I.
Pembahasan
Dalam sistem transportasi nasional yang memiliki
sasaran terciptanya
penyelenggaraan transportasi yang :
•
Efektif dalam
arti:
Selamat, aksesibilitas tinggi, terpadu, kapasitas
mencukupi, teratur, lancar dan cepat, mudah dicapai, tepat waktu, nyaman, tarif
terjangkau, tertib, aman, dan polusi rendah.
•
Efisien dalam
arti:
Beban publik rendah dan utilitas tinggi.
Dalam sistem transportasi nasional yang
memiliki fungsi antara lain :
•
Sebagai unsur
penunjang (servicing)
Menyediakan jasa transportasi yang efektif dan
efisien untuk memenuhi kebutuhan sektor lain, sekaligus juga berfungsi ikut
menggerakkan dinamika pembangunan nasional serta sebagai industri jasa yang
dapat memberikan nilai tambah.
• Sebagai unsur pendorong (promoting)
Menyediakan jasa transportasi yang efektif untuk
menghubungkan daerah terisolasi dengan daerah berkembang yang berada di luar
wilayahnya dan/atau luar negeri sehingga terjadi pertumbuhan perekonomian yang
sinergis.

> **Soal yang diberikan a**:
Identifikasi setiap baris dalam catatan di bawah ini yang memuat kata "panda", lalu salin baris-baris itu.

> **Cuplikan set data**:
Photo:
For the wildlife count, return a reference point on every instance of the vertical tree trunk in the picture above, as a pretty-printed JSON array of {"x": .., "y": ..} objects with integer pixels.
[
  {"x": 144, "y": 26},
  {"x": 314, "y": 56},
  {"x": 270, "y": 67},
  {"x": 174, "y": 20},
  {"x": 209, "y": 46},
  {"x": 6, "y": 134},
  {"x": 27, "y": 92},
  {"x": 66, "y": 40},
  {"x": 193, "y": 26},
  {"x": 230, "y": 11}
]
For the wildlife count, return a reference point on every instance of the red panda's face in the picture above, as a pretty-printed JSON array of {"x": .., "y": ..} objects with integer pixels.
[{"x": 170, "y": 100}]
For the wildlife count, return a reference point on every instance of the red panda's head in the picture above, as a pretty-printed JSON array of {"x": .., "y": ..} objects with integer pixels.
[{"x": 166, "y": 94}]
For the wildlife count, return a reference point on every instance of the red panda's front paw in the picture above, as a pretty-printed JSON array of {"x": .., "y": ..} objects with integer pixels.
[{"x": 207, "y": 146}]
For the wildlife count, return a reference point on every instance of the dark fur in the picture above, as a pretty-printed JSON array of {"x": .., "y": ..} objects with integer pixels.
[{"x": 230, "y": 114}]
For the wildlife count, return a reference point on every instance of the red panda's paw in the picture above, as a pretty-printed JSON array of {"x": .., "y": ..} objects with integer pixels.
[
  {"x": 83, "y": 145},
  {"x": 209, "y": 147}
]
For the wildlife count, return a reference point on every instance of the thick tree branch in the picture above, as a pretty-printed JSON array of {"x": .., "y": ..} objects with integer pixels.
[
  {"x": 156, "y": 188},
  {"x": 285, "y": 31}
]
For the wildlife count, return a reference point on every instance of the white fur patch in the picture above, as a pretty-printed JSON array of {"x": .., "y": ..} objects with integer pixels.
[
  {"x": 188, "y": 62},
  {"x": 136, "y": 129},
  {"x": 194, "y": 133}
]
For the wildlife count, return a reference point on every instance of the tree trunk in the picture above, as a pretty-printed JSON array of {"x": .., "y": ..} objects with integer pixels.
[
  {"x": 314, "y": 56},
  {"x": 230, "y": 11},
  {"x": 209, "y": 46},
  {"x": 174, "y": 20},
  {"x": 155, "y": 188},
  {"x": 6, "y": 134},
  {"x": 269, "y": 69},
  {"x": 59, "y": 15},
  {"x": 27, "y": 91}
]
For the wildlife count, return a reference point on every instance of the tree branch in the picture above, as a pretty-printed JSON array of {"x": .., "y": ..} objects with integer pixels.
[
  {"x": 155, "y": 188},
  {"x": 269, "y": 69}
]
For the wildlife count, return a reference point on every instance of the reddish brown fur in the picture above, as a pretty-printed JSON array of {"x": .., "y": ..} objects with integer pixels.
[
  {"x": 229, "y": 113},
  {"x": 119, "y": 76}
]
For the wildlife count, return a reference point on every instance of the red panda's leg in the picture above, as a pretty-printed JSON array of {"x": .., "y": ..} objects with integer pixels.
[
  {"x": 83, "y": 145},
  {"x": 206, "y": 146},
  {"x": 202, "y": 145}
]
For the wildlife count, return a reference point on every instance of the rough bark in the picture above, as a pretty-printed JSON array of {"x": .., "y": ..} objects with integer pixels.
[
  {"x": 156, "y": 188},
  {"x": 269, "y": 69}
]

> **Soal yang diberikan b**:
Kembalikan seluruh teks tentang sistem transportasi nasional di atas tanpa mengubah apa pun.

> **Jawaban tugas a**:
For the wildlife count, return a reference point on every instance of the red panda's face in the picture above, as a pretty-printed JSON array of {"x": .., "y": ..} objects with integer pixels.
For the wildlife count, return a reference point on every instance of the red panda's head in the picture above, as a pretty-printed JSON array of {"x": .., "y": ..} objects with integer pixels.
For the wildlife count, return a reference point on every instance of the red panda's front paw in the picture above, as a pretty-printed JSON array of {"x": .., "y": ..} objects with integer pixels.
For the wildlife count, return a reference point on every instance of the red panda's paw in the picture above, as a pretty-printed JSON array of {"x": .., "y": ..} objects with integer pixels.
For the wildlife count, return a reference point on every instance of the red panda's leg in the picture above, as a pretty-printed JSON array of {"x": .., "y": ..} objects with integer pixels.

> **Jawaban tugas b**:
I.
Pembahasan
Dalam sistem transportasi nasional yang memiliki
sasaran terciptanya
penyelenggaraan transportasi yang :
•
Efektif dalam
arti:
Selamat, aksesibilitas tinggi, terpadu, kapasitas
mencukupi, teratur, lancar dan cepat, mudah dicapai, tepat waktu, nyaman, tarif
terjangkau, tertib, aman, dan polusi rendah.
•
Efisien dalam
arti:
Beban publik rendah dan utilitas tinggi.
Dalam sistem transportasi nasional yang
memiliki fungsi antara lain :
•
Sebagai unsur
penunjang (servicing)
Menyediakan jasa transportasi yang efektif dan
efisien untuk memenuhi kebutuhan sektor lain, sekaligus juga berfungsi ikut
menggerakkan dinamika pembangunan nasional serta sebagai industri jasa yang
dapat memberikan nilai tambah.
• Sebagai unsur pendorong (promoting)
Menyediakan jasa transportasi yang efektif untuk
menghubungkan daerah terisolasi dengan daerah berkembang yang berada di luar
wilayahnya dan/atau luar negeri sehingga terjadi pertumbuhan perekonomian yang
sinergis.